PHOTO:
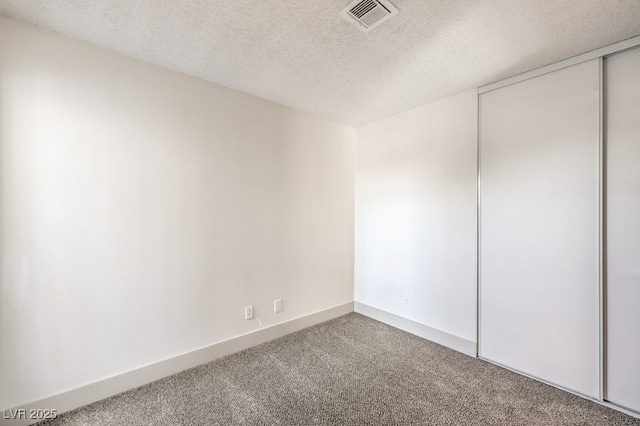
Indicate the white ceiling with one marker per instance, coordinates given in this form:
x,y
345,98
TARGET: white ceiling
x,y
303,55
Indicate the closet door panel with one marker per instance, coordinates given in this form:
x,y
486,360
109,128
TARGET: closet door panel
x,y
623,229
539,226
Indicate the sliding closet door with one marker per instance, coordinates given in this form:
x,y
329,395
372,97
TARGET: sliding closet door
x,y
623,227
539,225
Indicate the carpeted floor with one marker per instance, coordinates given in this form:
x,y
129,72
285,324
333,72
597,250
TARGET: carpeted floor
x,y
348,371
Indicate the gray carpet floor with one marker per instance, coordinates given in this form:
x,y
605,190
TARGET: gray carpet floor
x,y
348,371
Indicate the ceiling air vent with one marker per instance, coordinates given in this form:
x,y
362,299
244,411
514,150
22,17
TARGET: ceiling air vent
x,y
368,14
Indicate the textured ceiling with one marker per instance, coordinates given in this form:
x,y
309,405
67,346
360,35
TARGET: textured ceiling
x,y
303,55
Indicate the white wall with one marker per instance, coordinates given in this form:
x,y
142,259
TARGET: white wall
x,y
416,215
142,209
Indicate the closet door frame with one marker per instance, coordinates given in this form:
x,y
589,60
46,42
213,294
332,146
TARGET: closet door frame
x,y
600,55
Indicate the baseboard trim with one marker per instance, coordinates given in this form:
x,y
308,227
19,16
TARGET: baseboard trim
x,y
75,398
457,343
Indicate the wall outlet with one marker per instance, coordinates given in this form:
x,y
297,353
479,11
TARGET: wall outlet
x,y
248,312
277,306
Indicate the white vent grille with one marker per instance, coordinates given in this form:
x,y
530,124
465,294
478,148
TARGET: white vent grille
x,y
368,14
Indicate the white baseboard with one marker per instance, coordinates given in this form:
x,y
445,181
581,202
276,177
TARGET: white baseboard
x,y
102,389
459,344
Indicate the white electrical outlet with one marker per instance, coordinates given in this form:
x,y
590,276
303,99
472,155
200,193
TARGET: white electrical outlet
x,y
248,312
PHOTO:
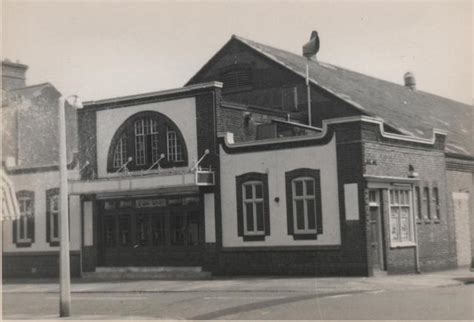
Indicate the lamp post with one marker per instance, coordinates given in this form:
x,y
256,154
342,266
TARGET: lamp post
x,y
64,265
310,49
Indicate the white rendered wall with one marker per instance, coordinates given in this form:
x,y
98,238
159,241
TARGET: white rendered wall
x,y
39,183
181,111
209,220
276,163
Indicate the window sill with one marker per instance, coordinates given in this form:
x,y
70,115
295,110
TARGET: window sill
x,y
402,245
23,244
305,236
254,237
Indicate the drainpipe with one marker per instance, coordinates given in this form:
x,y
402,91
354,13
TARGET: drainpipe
x,y
415,232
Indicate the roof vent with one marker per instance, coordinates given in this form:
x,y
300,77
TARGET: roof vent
x,y
410,80
311,48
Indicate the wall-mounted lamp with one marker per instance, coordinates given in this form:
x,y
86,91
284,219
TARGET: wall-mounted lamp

*-*-*

What to produce: Each entry, word for word, belongs in your answer; each picture does not.

Written solution:
PHOTO:
Indicate the white ceiling with one marker per instance, coordinates given in this form:
x,y
345,98
TARGET: white ceiling
x,y
303,55
Indicate the closet door panel with one marker per instance, coordinates given in this form:
x,y
486,360
109,128
TARGET: closet door panel
x,y
623,229
539,226
Indicate the sliding closet door with one marker per instance, coordinates given in this form:
x,y
329,395
372,97
TARGET: sliding closet door
x,y
623,227
539,225
Indicate the carpeted floor with one marker per instance, coordinates given in this form:
x,y
129,72
285,324
333,72
597,250
TARGET: carpeted floor
x,y
348,371
Indicate the gray carpet floor with one marker per instance, coordinates given in this form:
x,y
605,190
TARGET: gray carpet floor
x,y
348,371
Indicate the ceiling air vent with one marker per instance, coordinates given in this form:
x,y
362,299
244,411
514,150
22,17
TARGET: ceiling air vent
x,y
368,14
Indicate the textured ceiling with one marker per instance, coordinates given in this form:
x,y
309,405
67,346
360,35
TARGET: textured ceiling
x,y
303,55
Indicate the white wall with one marker per instance, coordinates given in this form:
x,y
142,259
TARGET: white wall
x,y
416,215
142,209
Indicate the closet door frame with one marker per instance, coordinates given in this form:
x,y
589,60
46,42
213,294
332,146
TARGET: closet door frame
x,y
600,55
Indicate the baseboard trim with one marker per instance, coordinates given in this form:
x,y
308,227
19,16
TARGET: baseboard trim
x,y
75,398
457,343
Indicate the wall outlet with one marker per instance, coordinates given in this form:
x,y
297,353
479,11
TARGET: wall outlet
x,y
248,312
277,306
Indicate the white vent grille with one marker per instance, coordinates given in this form:
x,y
530,124
465,294
478,148
TARGET: white vent grille
x,y
368,14
Indicate the white baseboard with one marker per instance, coordinates given in this form:
x,y
445,181
581,202
276,177
TARGET: white baseboard
x,y
102,389
459,344
Indicate the white electrical outlet with one marker per instance, coordinates given in this form:
x,y
590,276
303,99
472,155
200,193
TARGET: white electrical outlet
x,y
248,312
PHOTO:
Indicate the lamp post with one marker per instance, coordinates given in this form:
x,y
256,154
342,266
TARGET: lamp post
x,y
64,265
310,49
Indicate the white rendered wall with one marker per instance, coordinates given in this form:
x,y
98,238
159,241
TARGET: white rendered wall
x,y
39,183
181,111
209,220
276,163
Indicate the window sill with one marker per instance, coordinates given in this form:
x,y
70,115
295,110
TARGET: window sill
x,y
402,245
23,244
305,236
254,237
Indicate the drainpipe with one marker per instance, coordinates given in this form:
x,y
402,91
354,13
TARGET: drainpipe
x,y
415,232
Indicate the roof vent with one marker per instance, coordinates given in this form:
x,y
300,77
TARGET: roof vent
x,y
410,80
311,48
Indicate the wall-mounted lamp with one marker per instance, coordinates given in this form:
x,y
86,91
284,219
TARGET: wall-mounted lamp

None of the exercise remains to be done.